Saturday mornings at the Y, just like any morning, is a great time to explore the physical and philosophical practice of yoga. However, I am partial to my Saturdays since I have 90 minutes to engage in the practice of exploration. For the last few years, I have started the new year with a “Building From the Ground Up” sequence – each Saturday adding more poses and another layer of the philosophy. Sometimes I still tie-in a meditation point specific to the date, and to whatever aspect of the philosophy is on tap for the day. Sometimes, however, it’s just straight philosophy and an opportunity to consider the meditation through movement. Whatever I plan for the year, usually wraps up around the end of July – when we start breaking down a different physical practice, the Ashtanga Primary Series.

This year, philosophically, I decided to sequentially move through Patanjali’s Yoga Sutras. Each week breaking down a sutra with commentary. (This week will be YS 1.31.) Physically, we have been breaking down a course of poses outlined by B. K. S. Iyengar in Light On Yoga.

The Saturday class is not an Iyengar class; however, (as teachers like Seane Corn have pointed out) if you are going to practice vinyasa, it’s a good idea to practice Iyengar as it will give you the solid foundation and insight into the asanas (poses).

Iyengar’s Course I is 30 weeks of detailed practice, specifically intended to build a physical practice from the ground up. While they are not limbs themselves, abhyasa (continuous practice with devotion) and vairagya (actively practicing the art of letting go or non-attachment) definitely make up the fertile soil from which the 8-limbs of yoga grow and thrive. And, they are key elements to the courses that appear in the appendix of Light On Yoga.  At first, each set of poses is practiced for two (2) weeks before additional poses are added to the sequence. Later, some sequences are repeated for three (3) or four (4) weeks – and sometimes the order of the sequence changes. The 30-week course is followed by a 3-day course, which is slightly different from the 30-day course since the asanas are timed. Finally, there is some guidance on adding sun salutations (surya namaskar) to the physical practice and a list entitled “Important asanas in Course I.”

◇ ◇ ◇ ◇ ◇

**PARTS OF THE EXERCISE:**
**A.** Swap "vinyasa" for "power yoga" in the Saturday yoga passage, and write out the part between "This year, philosophically, I" and "the asanas (poses).", inclusive.
**B.** Does the Saturday yoga passage support each statement? Answer yes or no and quote the words that decide it. (i) The Saturday class is an Iyengar class. (ii) The sutra for this week is YS 1.31. (iii) Iyengar's Course I runs for 30 weeks.
The material has no connection to the Saturday yoga passage.

**RECORDED DATA:**
◇ ◇ ◇ ◇ ◇

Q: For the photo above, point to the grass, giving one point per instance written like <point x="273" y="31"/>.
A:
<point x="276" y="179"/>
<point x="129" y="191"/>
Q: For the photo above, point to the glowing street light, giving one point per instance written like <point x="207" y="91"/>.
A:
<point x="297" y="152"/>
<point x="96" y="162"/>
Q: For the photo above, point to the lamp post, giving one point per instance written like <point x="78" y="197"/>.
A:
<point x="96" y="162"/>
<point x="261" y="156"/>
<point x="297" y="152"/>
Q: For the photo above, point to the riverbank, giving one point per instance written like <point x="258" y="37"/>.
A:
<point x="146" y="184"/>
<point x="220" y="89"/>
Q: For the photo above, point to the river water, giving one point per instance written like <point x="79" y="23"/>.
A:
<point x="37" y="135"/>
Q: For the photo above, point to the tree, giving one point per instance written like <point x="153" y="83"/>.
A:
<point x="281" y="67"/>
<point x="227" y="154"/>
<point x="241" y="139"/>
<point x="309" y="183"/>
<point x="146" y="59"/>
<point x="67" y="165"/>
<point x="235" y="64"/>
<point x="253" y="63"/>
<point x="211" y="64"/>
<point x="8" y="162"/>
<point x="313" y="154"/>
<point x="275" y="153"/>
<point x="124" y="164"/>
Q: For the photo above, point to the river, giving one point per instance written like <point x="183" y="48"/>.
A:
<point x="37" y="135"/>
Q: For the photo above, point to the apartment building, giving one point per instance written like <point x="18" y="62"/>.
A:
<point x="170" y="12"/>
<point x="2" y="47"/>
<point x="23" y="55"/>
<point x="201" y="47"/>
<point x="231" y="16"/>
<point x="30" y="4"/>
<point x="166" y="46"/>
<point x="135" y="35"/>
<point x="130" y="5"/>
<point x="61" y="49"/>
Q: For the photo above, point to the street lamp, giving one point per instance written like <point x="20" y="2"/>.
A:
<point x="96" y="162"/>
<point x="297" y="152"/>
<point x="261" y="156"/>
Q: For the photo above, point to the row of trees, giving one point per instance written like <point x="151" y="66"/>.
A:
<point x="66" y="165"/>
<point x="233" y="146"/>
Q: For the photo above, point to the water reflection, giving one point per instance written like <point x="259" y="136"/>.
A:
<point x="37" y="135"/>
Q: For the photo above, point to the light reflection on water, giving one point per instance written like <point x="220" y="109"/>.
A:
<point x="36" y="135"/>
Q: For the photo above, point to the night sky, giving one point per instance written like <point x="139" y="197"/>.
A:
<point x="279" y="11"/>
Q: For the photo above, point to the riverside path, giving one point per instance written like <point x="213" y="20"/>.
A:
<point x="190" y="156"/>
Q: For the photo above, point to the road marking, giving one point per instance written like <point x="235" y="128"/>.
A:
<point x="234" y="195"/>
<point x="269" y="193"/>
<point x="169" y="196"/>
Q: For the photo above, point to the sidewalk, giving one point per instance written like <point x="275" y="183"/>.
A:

◇ ◇ ◇ ◇ ◇

**RESULTS BY TASK:**
**A.**
This year, philosophically, I decided to sequentially move through Patanjali’s Yoga Sutras. Each week breaking down a sutra with commentary. (This week will be YS 1.31.) Physically, we have been breaking down a course of poses outlined by B. K. S. Iyengar in Light On Yoga.

The Saturday class is not an Iyengar class; however, (as teachers like Seane Corn have pointed out) if you are going to practice power yoga, it’s a good idea to practice Iyengar as it will give you the solid foundation and insight into the asanas (poses).

**B.**
(i) No: "The Saturday class is not an Iyengar class"
(ii) Yes: "(This week will be YS 1.31.)"
(iii) Yes: "Iyengar’s Course I is 30 weeks of detailed practice"